SET EXERCISE
Could you repeat the material below with every "straight edges between vertices" swapped for "line segments joining the vertices", keeping everything else the same and leaving out the pictures?

EXERCISE INPUTS

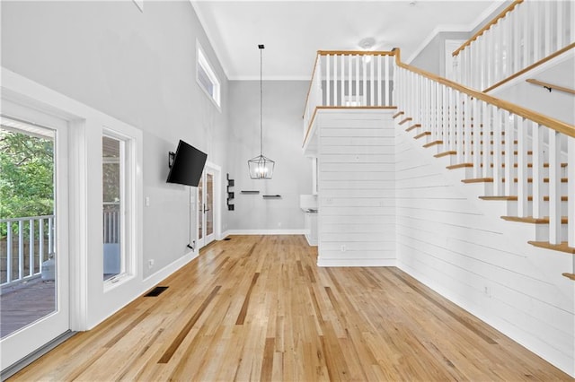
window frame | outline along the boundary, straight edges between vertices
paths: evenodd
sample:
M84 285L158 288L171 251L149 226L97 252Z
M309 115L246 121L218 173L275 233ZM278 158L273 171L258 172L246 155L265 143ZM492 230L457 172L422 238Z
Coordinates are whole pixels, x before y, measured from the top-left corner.
M136 139L107 126L102 126L102 137L108 137L119 142L119 273L103 281L104 291L121 285L137 273L136 269L136 251L137 227L136 222L137 183L136 171ZM103 148L102 148L103 152ZM103 161L102 161L103 164ZM103 195L102 195L103 203ZM102 220L102 228L103 228ZM102 230L103 231L103 230ZM103 239L103 238L102 238ZM103 264L103 251L102 264Z
M214 102L214 105L217 108L219 111L221 111L221 82L219 81L219 77L216 74L216 71L213 68L214 66L211 65L206 53L201 47L199 41L196 40L196 82L198 85L202 90L202 91ZM210 91L206 89L201 80L199 79L199 71L202 70L208 79L210 81L213 86L213 91Z

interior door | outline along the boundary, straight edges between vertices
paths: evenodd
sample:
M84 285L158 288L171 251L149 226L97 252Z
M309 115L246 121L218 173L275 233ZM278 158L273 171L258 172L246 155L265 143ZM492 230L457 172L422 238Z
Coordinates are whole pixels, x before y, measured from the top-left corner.
M70 327L67 124L22 109L15 109L16 117L4 102L0 129L3 144L13 145L3 149L0 177L22 187L3 187L0 195L3 370ZM5 208L9 203L13 208Z
M199 248L214 240L215 171L204 169L198 185L198 245Z

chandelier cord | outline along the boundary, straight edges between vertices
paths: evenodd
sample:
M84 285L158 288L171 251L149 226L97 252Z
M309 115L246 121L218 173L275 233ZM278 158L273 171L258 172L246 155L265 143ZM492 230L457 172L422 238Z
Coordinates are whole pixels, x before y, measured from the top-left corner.
M263 156L263 86L262 82L262 50L260 48L260 155Z

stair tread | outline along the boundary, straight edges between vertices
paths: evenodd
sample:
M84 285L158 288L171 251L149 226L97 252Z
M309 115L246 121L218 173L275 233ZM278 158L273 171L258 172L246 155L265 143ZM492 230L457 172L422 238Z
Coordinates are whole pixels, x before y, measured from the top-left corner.
M549 224L549 216L544 216L543 218L534 218L533 216L526 216L525 218L518 216L501 216L501 219L508 221L526 222L531 224ZM561 223L567 224L567 216L562 216Z
M486 195L486 196L479 196L482 200L507 200L509 202L517 202L519 198L517 195L509 195L509 196L493 196L493 195ZM549 202L549 195L544 195L543 197L544 202ZM533 202L533 195L527 196L527 201ZM567 195L561 196L562 202L568 202L569 198Z
M541 248L553 249L555 251L567 252L575 255L575 248L569 247L567 241L562 241L561 244L551 244L548 241L528 241L529 244ZM563 273L564 275L565 273Z

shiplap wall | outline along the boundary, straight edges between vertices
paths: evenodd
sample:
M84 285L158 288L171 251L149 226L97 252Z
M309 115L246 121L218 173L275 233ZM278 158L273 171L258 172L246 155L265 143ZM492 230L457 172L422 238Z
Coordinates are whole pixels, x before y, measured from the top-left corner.
M395 265L394 110L318 111L318 265Z
M528 245L533 226L501 220L505 203L479 200L481 185L463 185L403 127L396 136L398 267L574 375L575 284L561 275L571 255Z

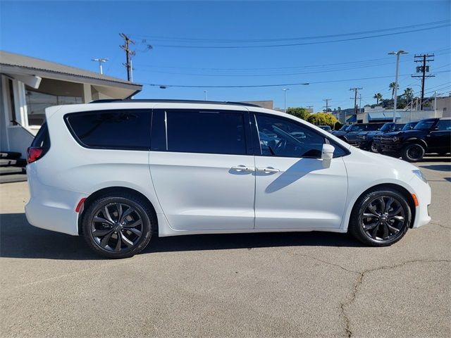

SOLVED PROBLEM
window frame | outline along the boundary, line segments joining the vertices
paths: evenodd
sample:
M84 285L158 288L171 251L149 226L97 252Z
M309 115L246 121L218 173L275 233ZM278 158L273 171L258 172L246 155L265 143ZM492 230L457 172L422 238Z
Coordinates are whole pixels, x before y, measured from the top-left corner.
M136 139L107 126L102 126L102 137L108 137L119 142L119 273L103 281L104 291L121 285L137 273L136 269L136 251L137 227L136 222L137 183L136 171ZM103 148L102 148L103 152ZM103 161L102 161L103 164ZM103 195L102 195L103 203ZM102 220L102 228L103 228ZM102 230L103 231L103 230ZM103 239L103 238L102 238ZM103 264L103 251L102 264Z
M214 102L214 105L217 108L219 111L221 111L221 82L219 81L219 77L216 74L216 71L213 68L214 66L211 65L206 53L201 47L199 41L196 40L196 82L198 85L202 90L202 91ZM210 91L206 89L201 80L199 79L199 71L202 70L208 79L210 81L213 86L213 91Z

interior door | outline along the boundary, line segments joining the vertices
paths: evenodd
sample:
M84 285L158 288L171 251L149 226L97 252Z
M309 115L246 121L218 173L275 233ZM278 158L273 171L258 172L246 155L265 143ZM492 230L457 172L422 238Z
Coordinates are whole pixels, x before y, measured from the top-left corner.
M70 327L67 124L22 109L15 109L16 117L4 102L0 129L3 144L13 145L3 149L0 177L22 187L3 187L0 195L3 370ZM5 208L9 203L13 208Z
M199 248L214 240L215 171L204 169L198 185L198 245Z

chandelier cord | outline along the boundary, line segments joining the vertices
paths: evenodd
sample:
M84 285L158 288L171 251L149 226L97 252Z
M309 115L246 121L218 173L275 233ZM278 158L273 171L258 172L246 155L265 143ZM492 230L457 172L422 238Z
Coordinates are whole pixels, x before y, measured from the top-left corner.
M263 156L263 86L262 82L262 50L260 48L260 155Z

stair tread | outline along the boundary, line segments joining the vertices
paths: evenodd
sample:
M84 285L158 288L171 251L149 226L97 252Z
M309 115L246 121L218 173L275 233ZM278 158L273 171L258 172L246 155L265 143ZM492 230L457 172L422 238Z
Coordinates are whole pixels, x before y, measured from the top-left corner.
M549 224L549 216L544 216L543 218L534 218L533 216L526 216L525 218L518 216L501 216L501 219L508 221L526 222L531 224ZM561 223L567 224L567 216L562 216Z
M486 195L486 196L479 196L482 200L507 200L509 202L517 202L519 198L517 195L509 195L509 196L493 196L493 195ZM549 202L549 195L544 195L543 197L544 202ZM533 202L533 195L527 196L527 201ZM567 195L561 196L562 202L568 202L569 198Z
M541 248L553 249L555 251L567 252L575 255L575 248L569 247L567 241L562 241L561 244L551 244L548 241L528 241L529 244ZM563 273L564 275L565 273Z

shiplap wall | outline along the boundary, line segments joining the vertices
paths: evenodd
sample:
M84 285L158 288L171 251L149 226L97 252Z
M309 115L246 121L218 173L275 233ZM278 158L273 171L258 172L246 155L265 143ZM492 230L457 172L422 238Z
Coordinates are whole pixels, x before y, measured from the top-left corner.
M395 265L394 110L318 111L318 265Z
M528 245L533 226L501 220L505 203L479 200L481 185L463 185L403 127L396 136L398 267L574 375L575 284L561 275L571 255Z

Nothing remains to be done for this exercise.